[PROBLEM TO WORK ON]
Write out every line of the listing below in order, with no changes.

[RECORDED INFORMATION]
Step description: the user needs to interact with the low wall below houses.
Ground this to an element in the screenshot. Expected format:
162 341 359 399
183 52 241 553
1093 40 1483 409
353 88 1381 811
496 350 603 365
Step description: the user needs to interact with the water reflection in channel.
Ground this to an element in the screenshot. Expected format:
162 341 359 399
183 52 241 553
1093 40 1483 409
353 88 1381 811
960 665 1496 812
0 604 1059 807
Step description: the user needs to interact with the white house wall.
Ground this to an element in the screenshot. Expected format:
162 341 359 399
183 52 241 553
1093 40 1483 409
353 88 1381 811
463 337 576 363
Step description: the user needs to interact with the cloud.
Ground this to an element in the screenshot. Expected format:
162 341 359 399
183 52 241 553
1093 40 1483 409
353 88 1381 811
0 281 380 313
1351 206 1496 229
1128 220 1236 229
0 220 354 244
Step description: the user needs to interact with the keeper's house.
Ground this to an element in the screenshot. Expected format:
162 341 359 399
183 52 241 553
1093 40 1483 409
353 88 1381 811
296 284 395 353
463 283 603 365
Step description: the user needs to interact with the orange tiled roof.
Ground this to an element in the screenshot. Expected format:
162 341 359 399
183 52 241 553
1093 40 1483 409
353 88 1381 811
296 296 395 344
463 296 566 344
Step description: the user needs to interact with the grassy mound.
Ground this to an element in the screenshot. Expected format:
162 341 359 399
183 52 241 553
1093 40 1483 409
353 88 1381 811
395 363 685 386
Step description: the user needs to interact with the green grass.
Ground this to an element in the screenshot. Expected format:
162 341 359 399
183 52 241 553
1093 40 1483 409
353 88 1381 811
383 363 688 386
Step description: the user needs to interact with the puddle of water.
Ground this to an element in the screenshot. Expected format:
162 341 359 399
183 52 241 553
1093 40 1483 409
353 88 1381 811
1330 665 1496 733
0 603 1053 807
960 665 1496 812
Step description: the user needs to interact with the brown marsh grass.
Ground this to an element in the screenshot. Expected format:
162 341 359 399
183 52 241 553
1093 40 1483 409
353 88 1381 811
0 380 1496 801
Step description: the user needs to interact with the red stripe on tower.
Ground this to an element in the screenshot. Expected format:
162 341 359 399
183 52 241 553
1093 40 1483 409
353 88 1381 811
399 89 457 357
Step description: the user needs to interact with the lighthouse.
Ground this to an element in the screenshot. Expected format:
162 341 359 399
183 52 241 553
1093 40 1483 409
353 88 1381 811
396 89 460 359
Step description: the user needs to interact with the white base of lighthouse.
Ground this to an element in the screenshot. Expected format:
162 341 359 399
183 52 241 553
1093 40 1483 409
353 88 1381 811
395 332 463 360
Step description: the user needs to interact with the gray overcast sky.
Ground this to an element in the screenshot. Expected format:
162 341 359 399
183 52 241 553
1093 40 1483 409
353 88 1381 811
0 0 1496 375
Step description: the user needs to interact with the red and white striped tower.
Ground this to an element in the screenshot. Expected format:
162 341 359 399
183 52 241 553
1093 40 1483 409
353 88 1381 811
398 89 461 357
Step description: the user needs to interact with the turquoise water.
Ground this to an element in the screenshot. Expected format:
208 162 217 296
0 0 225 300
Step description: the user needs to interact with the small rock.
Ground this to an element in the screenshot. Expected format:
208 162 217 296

[ANSWER FOR THIS EXERCISE]
Step description: the user needs to interact with the low wall below houses.
Ground this to an element in the screenshot. Expected format:
162 341 359 399
183 52 241 553
1093 40 1483 409
353 88 1381 811
496 350 603 365
Step description: the user needs to interact with the water reflection in channel.
Ground this to an element in the screenshot. Expected format:
162 341 359 399
183 52 241 553
1093 40 1483 409
353 88 1381 811
960 665 1496 812
0 604 1059 807
Step description: the user needs to interact with the white house wall.
Ground this to an element in the screenshot. Expected format:
162 341 359 399
183 52 241 553
1093 40 1483 409
353 88 1381 811
463 337 576 363
Step description: the user needs to interact with the cloud.
Ground this to an element in the screenshot. Expected format:
162 341 359 399
183 52 241 553
1093 40 1483 409
353 88 1381 811
0 281 380 313
1351 206 1496 229
1128 220 1236 229
0 220 354 244
Step description: the user needs to interact with the keeper's house.
Ground this to an element in the screenshot. Expected format:
162 341 359 399
183 52 241 553
1093 40 1483 409
353 88 1381 811
296 284 395 353
463 283 603 365
Step description: the user needs to interact with the orange tiled roof.
Ground this to an element in the screenshot. Expected format:
162 341 359 399
183 52 241 553
1093 40 1483 409
353 88 1381 811
296 296 395 344
463 296 566 344
Step description: the user needs to interact with the grassy mound.
Ground this to an element in the screenshot. Expected format:
162 341 359 399
183 52 241 553
1093 40 1483 409
353 88 1381 811
395 363 685 386
Step description: the user needs to interact with the green grass.
Ground this to an element in the screenshot. Expected format:
162 341 359 399
183 52 241 553
1093 40 1483 409
353 88 1381 811
383 363 688 386
Step description: the user needs to interact with the puddle of water.
Ground this to an element in the screenshot. Expected format:
162 341 359 399
183 52 241 553
1093 40 1483 409
353 88 1381 811
1330 665 1496 733
0 603 1053 807
960 665 1496 812
Step description: the user needs to interact with the brown marsh grass.
Ground this to an element in the screenshot. Expected format:
162 341 359 399
183 52 241 553
1093 40 1483 409
353 88 1381 811
0 380 1496 801
Step description: the user needs to interact with the red stripe on tower.
Ground this to an element in the screenshot. Expected format:
162 341 359 399
183 52 241 553
1093 40 1483 409
353 88 1381 811
399 89 457 357
Step description: the user needs to interact with the lighthouse.
Ground this to an element in the screenshot. Expected format:
162 341 359 399
183 52 241 553
1093 40 1483 409
353 88 1381 811
396 89 460 359
Step description: the user needs to interact with the white base of lighthouse.
Ground this to an element in the screenshot. Expected format:
162 341 359 399
183 52 241 553
1093 40 1483 409
353 88 1381 811
395 332 463 360
Step description: the user needs to interact with the gray overcast sky.
Ground this to an element in the screenshot. Expected format:
162 341 359 399
183 52 241 553
1093 40 1483 409
353 88 1381 811
0 0 1496 375
Step description: the user needs to interact with the red and white striped tower.
Ground this to an element in the screenshot. Expected format:
162 341 359 399
183 52 241 553
1093 40 1483 409
353 88 1381 811
398 89 461 357
Step description: the user needs to interact with the turquoise water.
Ground this to an element in the screenshot. Expected format:
208 162 217 296
0 0 225 300
Step description: the user needs to interact with the small rock.
Ground this to an element in the screenshot. Expected format:
208 162 217 296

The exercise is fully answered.